▶ _PROBLEM REQUIREMENTS_: Exactly as written, transcribe each line of the listing.

▶ _TASK DATA_:
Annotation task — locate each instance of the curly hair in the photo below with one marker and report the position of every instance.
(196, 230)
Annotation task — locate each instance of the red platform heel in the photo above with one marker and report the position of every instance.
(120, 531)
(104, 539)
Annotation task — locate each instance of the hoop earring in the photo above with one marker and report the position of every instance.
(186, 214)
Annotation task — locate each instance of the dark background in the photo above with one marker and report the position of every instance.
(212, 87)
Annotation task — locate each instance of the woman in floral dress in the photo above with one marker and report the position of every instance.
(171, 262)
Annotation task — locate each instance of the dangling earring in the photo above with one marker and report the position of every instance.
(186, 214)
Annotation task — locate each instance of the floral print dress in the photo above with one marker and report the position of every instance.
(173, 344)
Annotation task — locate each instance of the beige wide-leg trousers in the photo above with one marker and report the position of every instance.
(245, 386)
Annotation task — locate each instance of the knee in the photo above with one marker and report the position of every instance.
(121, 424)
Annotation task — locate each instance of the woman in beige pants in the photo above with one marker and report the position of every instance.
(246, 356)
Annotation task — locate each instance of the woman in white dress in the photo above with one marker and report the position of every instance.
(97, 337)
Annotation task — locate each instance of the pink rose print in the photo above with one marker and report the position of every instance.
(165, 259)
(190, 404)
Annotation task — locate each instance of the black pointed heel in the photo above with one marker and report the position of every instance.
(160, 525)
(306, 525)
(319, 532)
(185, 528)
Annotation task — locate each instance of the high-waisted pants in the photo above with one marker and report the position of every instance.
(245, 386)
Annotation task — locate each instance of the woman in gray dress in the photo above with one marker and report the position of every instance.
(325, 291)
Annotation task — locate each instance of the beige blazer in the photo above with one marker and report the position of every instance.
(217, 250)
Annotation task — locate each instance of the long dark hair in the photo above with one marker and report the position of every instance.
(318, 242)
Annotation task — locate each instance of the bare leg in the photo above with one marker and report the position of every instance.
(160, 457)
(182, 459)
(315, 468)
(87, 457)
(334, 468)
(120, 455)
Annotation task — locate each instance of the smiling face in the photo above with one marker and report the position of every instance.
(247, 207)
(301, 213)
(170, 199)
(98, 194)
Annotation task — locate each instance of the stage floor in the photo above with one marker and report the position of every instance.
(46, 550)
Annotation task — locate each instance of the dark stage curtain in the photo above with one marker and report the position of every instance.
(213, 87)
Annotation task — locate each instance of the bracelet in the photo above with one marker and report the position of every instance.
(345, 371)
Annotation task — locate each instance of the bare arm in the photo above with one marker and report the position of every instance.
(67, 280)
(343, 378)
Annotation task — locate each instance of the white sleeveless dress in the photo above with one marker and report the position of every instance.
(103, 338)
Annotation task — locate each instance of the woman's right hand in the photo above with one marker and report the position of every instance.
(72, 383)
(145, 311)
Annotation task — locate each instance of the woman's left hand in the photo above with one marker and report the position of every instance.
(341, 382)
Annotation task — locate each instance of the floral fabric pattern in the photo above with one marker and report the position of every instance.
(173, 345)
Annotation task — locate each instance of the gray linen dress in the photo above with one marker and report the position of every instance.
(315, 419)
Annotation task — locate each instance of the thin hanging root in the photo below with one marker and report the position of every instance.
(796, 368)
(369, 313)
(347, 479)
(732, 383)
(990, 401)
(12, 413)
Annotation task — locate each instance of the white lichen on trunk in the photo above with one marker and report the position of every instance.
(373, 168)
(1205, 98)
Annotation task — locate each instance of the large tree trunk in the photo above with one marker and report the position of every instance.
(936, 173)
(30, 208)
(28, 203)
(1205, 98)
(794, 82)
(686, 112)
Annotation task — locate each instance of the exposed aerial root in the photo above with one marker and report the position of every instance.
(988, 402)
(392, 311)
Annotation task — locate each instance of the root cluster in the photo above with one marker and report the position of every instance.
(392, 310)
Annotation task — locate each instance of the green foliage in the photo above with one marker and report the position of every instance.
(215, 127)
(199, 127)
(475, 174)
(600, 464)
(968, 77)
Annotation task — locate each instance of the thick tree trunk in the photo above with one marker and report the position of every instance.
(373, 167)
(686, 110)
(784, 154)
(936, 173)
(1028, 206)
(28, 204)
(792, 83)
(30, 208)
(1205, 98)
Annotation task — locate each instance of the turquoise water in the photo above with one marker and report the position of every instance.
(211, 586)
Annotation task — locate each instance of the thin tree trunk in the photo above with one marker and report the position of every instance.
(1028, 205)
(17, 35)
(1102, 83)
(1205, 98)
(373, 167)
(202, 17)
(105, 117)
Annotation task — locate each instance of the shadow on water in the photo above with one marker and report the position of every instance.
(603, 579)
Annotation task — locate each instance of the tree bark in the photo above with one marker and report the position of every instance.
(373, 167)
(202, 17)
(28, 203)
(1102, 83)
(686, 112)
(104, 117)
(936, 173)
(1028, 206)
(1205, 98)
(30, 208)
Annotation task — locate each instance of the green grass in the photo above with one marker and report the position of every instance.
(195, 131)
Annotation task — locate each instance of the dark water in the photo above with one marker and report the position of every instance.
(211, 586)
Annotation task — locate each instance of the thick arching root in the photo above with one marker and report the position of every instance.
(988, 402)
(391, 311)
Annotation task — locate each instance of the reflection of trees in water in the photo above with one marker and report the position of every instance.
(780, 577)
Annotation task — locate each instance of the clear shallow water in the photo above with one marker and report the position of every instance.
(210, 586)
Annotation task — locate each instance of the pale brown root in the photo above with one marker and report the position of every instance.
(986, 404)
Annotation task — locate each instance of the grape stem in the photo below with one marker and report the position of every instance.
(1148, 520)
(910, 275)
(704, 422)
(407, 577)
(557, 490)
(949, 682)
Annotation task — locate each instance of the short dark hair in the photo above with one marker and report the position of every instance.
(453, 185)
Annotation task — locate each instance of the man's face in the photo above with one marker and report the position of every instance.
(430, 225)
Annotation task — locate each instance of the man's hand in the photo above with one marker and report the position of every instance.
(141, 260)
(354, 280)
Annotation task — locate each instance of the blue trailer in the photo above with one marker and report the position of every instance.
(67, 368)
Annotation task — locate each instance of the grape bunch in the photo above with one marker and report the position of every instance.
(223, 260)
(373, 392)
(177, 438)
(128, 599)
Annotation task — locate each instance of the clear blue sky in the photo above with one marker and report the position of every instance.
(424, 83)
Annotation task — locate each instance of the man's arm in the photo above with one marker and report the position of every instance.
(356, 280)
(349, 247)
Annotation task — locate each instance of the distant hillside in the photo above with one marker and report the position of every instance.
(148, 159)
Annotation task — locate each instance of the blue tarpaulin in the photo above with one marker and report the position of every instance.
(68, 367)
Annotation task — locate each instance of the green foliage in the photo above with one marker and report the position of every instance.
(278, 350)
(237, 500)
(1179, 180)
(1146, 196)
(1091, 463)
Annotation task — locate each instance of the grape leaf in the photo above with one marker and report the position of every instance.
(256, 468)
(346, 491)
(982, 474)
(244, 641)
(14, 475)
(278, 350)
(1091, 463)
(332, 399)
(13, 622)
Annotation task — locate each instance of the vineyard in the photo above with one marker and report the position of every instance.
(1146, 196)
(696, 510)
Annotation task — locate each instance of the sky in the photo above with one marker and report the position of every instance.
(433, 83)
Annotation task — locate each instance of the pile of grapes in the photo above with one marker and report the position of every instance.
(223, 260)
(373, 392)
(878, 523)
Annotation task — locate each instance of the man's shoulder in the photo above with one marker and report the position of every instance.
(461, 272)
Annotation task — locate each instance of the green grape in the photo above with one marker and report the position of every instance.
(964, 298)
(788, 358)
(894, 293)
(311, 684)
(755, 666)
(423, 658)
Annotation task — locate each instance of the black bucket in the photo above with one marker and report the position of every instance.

▶ _ANSWER TO THE EXERCISE_:
Annotation task — locate each instance of the curly hair in the photo below with one marker and report the position of every instance.
(196, 230)
Annotation task — locate each instance of the red platform heel in the photo above with one marker and report the position of every instance.
(120, 531)
(104, 539)
Annotation task — locate each instance of the hoop earring in the photo above with one marker and report the position of every instance.
(186, 214)
Annotation task — locate each instance of the dark background in the photo above with one marker and report the position of every instance.
(212, 87)
Annotation task — locate each instance of the woman in floral dress in the photo above with one marker and report the position of every instance.
(171, 262)
Annotation task — locate each instance of the dangling earring in the photo above with one marker and report the position of every instance.
(186, 214)
Annotation task — locate each instance of the floral print dress in the photo above with one marker and report the position of every instance.
(173, 344)
Annotation task — locate each instance of the beige wide-leg trousers in the photo above with one marker and report the position of every instance.
(245, 386)
Annotation task — locate each instance of the knee in the photo above with one marker and report the position of every instance.
(121, 424)
Annotation task — locate each instance of the woman in beige pants in the photo above with one marker and report the position of every instance.
(246, 356)
Annotation task — locate each instance of the woman in white dress in the photo above with one marker and report the position of every instance.
(97, 337)
Annotation task — locate each instance of the pink rose print in the photo above with one marker and report the position of every instance.
(165, 259)
(190, 404)
Annotation task — locate each instance of the black pointed heel in the photo above with one marker and report the position of every instance.
(160, 525)
(306, 525)
(319, 532)
(185, 528)
Annotation task — locate each instance of the high-waisted pants in the photo above with one marker and report the position of every instance.
(245, 386)
Annotation task — locate each instance of the woman in gray dress in the photo above with one marker and report the position of every instance.
(325, 291)
Annotation task — locate each instance of the beige blazer in the photo above with one marker and report the position of every instance.
(217, 250)
Annotation task — locate each instance of the long dark hair in the photo above with one marker and report the position of every instance.
(318, 242)
Annotation task — locate each instance of the bare leg in the photo above with one marker and report the position of every instance.
(160, 457)
(182, 459)
(315, 468)
(87, 457)
(334, 468)
(120, 455)
Annotation task — locate each instance of the smiling face in the photo above with one marker and report the position of every instance.
(247, 207)
(301, 213)
(170, 199)
(98, 194)
Annotation task — locate each instance of the stage floor in the photo above with one marker and report the position of every instance.
(46, 550)
Annotation task — locate each instance of the dark stage curtain in the photo above with one marker and report the position of every instance.
(213, 87)
Annotation task — locate each instance of the bracelet in the photo above with one marker and report the position of every instance.
(345, 371)
Annotation task — locate each instance of the bare arm in the photo above with one marker and report the position of every instance.
(67, 280)
(343, 378)
Annotation task — locate each instance of the white sleeveless dress in the photo above with one marker and report the position of every instance.
(103, 338)
Annotation task — locate each instance of the woman's right hand in the photo above with one marker and report the position of every instance.
(72, 383)
(145, 311)
Annotation task — locate each instance of the woman's left hand in the photo above with one marker and report the position of every instance.
(341, 382)
Annotation task — locate each instance of the floral fabric pattern in the photo above with one marker and report the position of every instance.
(173, 345)
Annotation task — locate each instance of the gray linen dress in the photo above with one marker and report the position of every instance.
(315, 419)
Annotation task — locate each instance of the thin hanging root in the photo below with one marker and report the position of every instance.
(796, 368)
(369, 313)
(347, 479)
(732, 383)
(990, 401)
(12, 413)
Annotation task — locate each instance of the white lichen on trunk in the photo above with one marker and report the position of every instance.
(373, 168)
(1205, 98)
Annotation task — locate each instance of the large tree trunk in the photo above with one marker and report the position of every instance.
(936, 173)
(30, 208)
(28, 203)
(1205, 98)
(794, 82)
(686, 112)
Annotation task — locate each instance of the exposed aerial root in the photo above with one marker and report the position of every instance.
(988, 402)
(392, 311)
Annotation task — locate each instance of the root cluster in the photo above with one marker and report the position of every instance.
(392, 310)
Annotation task — locate each instance of the green foliage in the photo above with one marker and report the position of every instance.
(215, 127)
(199, 127)
(475, 174)
(600, 464)
(968, 77)
Annotation task — locate each instance of the thick tree trunk in the photo above with one marker and report the position of every instance.
(373, 167)
(686, 110)
(784, 154)
(936, 173)
(1028, 206)
(28, 204)
(792, 83)
(30, 208)
(1205, 98)
Annotation task — locate each instance of the turquoise water in the photo above with one marker and report the position of every instance.
(211, 586)
Annotation task — locate each instance of the thin tree trunk in the photo above with one marker and report the position of every instance.
(1028, 205)
(17, 35)
(1102, 83)
(1205, 98)
(373, 167)
(202, 17)
(105, 117)
Annotation task — locate each instance of the shadow on water in the photo above with one marker and report the position of every instance.
(603, 579)
Annotation task — locate each instance of the tree bark in the photo above with one marker and report the position of every instance.
(373, 167)
(202, 17)
(28, 203)
(1102, 83)
(686, 112)
(104, 117)
(936, 173)
(1028, 206)
(1205, 98)
(30, 208)
Annotation task — locate each instance of the green grass in the photo above with one marker and report the position of every instance.
(195, 131)
Annotation task — locate each instance of the dark water in the photo above with one marker and report the position of every instance.
(211, 586)
Annotation task — locate each instance of the thick arching root in the photo above with one marker and report the position of every instance.
(988, 402)
(391, 311)
Annotation task — locate each instance of the reflection of trees in water in the photo above with one marker and report the position of every instance.
(780, 577)
Annotation task — locate each instance of the clear shallow water in the photo above with one marker and report the position of every instance.
(210, 586)
Annotation task — locate each instance of the pale brown root in the photo above with one marker and report the position of every instance.
(986, 404)
Annotation task — locate each instance of the grape stem in the photo below with one marker and report the position of every instance.
(1148, 520)
(910, 275)
(704, 422)
(407, 577)
(557, 490)
(949, 682)
Annotation task — locate each instance of the short dark hair in the photo above with one marker and report the position of every instance.
(453, 185)
Annotation task — locate each instance of the man's face in the photo above with one marker and report the position of every instance.
(430, 225)
Annotation task — locate each instance of the man's hand in the photo above with one marker and report the position of every instance.
(141, 260)
(354, 280)
Annotation task — locate each instance of the blue trailer in the photo above with one marker and report the position of every instance.
(67, 368)
Annotation task — locate each instance of the grape bunch in the photo above with one marker and report the position of every instance.
(223, 260)
(373, 392)
(177, 438)
(128, 599)
Annotation task — locate each instance of the clear blue sky in the photo above with one marker and report the position of every instance.
(424, 83)
Annotation task — locate each instance of the man's arm in the photo above with one marker and report the position of every instance.
(356, 280)
(349, 247)
Annotation task — locate each instance of the distant hillside in the photo above with one marker and report the position of every instance.
(148, 159)
Annotation task — locate each instance of the blue tarpaulin in the photo above with one marker and report the position of every instance.
(68, 367)
Annotation task — locate each instance of the green foliage in the photo above with one marker and report the position of every instance.
(278, 350)
(237, 500)
(1179, 180)
(1146, 196)
(1091, 463)
Annotation task — locate each instance of the grape leaf in the photo above with one marker and report the position of every instance.
(256, 468)
(346, 491)
(982, 474)
(244, 641)
(14, 475)
(278, 350)
(1091, 463)
(332, 399)
(13, 622)
Annotation task — locate each instance of the vineyard in the photo above with one marker and report the position of every instance.
(1146, 196)
(696, 510)
Annotation task — locate each instance of the sky in the photo above with one marker and report the position of every instance.
(433, 83)
Annotation task — locate each instance of the pile of grapes in the photo above with one marker and report the position of every instance.
(223, 260)
(373, 392)
(878, 523)
Annotation task — locate each instance of the man's shoulder in the photo above with one marker and report the position of every instance.
(461, 272)
Annotation task — locate each instance of the green grape in the photo above with one marker and report the position of every instance.
(964, 298)
(788, 358)
(894, 293)
(311, 684)
(755, 666)
(423, 658)
Annotation task — locate each instance of the black bucket in the photo above with one marker and report the position of every instance.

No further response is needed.